=== MATERIAL SUPPLIED ===
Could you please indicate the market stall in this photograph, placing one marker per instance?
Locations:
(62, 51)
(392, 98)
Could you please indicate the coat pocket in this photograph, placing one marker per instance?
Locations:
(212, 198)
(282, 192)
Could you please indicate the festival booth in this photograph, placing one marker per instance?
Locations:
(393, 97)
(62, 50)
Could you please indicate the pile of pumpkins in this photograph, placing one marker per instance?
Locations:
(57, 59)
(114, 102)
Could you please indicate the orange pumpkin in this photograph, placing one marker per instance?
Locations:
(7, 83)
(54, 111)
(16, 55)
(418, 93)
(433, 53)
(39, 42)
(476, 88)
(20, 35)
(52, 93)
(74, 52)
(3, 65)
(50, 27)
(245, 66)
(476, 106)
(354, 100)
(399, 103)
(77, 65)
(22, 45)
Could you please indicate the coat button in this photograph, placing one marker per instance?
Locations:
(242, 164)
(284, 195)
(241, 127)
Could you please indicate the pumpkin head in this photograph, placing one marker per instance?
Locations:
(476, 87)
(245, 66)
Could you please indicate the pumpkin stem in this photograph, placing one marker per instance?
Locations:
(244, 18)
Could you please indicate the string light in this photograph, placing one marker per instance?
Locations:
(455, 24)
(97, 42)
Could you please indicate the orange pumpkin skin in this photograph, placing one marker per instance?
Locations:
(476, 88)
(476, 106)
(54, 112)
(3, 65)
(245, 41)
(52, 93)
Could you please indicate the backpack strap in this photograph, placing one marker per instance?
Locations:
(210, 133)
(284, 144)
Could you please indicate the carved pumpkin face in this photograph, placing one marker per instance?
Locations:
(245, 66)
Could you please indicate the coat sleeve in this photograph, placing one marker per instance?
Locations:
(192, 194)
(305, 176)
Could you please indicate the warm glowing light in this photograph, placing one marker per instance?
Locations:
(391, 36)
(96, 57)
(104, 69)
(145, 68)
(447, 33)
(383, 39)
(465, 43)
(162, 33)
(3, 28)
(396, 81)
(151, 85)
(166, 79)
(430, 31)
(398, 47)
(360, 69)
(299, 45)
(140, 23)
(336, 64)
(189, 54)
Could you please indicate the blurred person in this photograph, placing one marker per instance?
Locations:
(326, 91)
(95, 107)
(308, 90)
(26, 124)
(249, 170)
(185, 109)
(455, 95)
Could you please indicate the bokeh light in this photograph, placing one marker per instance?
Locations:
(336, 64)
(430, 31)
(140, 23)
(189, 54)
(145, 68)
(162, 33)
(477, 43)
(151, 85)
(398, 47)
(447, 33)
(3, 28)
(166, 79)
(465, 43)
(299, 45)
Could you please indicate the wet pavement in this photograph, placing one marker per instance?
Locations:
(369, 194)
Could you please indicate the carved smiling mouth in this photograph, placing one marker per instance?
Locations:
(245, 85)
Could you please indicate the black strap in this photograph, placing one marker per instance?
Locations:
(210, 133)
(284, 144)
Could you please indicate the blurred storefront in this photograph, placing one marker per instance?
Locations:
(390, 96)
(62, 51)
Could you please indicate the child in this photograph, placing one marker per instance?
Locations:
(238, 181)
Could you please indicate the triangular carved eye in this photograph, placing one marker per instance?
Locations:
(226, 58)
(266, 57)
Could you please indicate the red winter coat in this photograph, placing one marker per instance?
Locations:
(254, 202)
===
WHAT YOU WILL DO – The answer must consist of every line from the records above that holds "orange".

SOLUTION FOR THIS PROBLEM –
Could you please indicate the orange pumpkin in this photograph, placing one marker per instance?
Could you please indicate the orange pumpkin skin in this photograph, placing one marker per instance?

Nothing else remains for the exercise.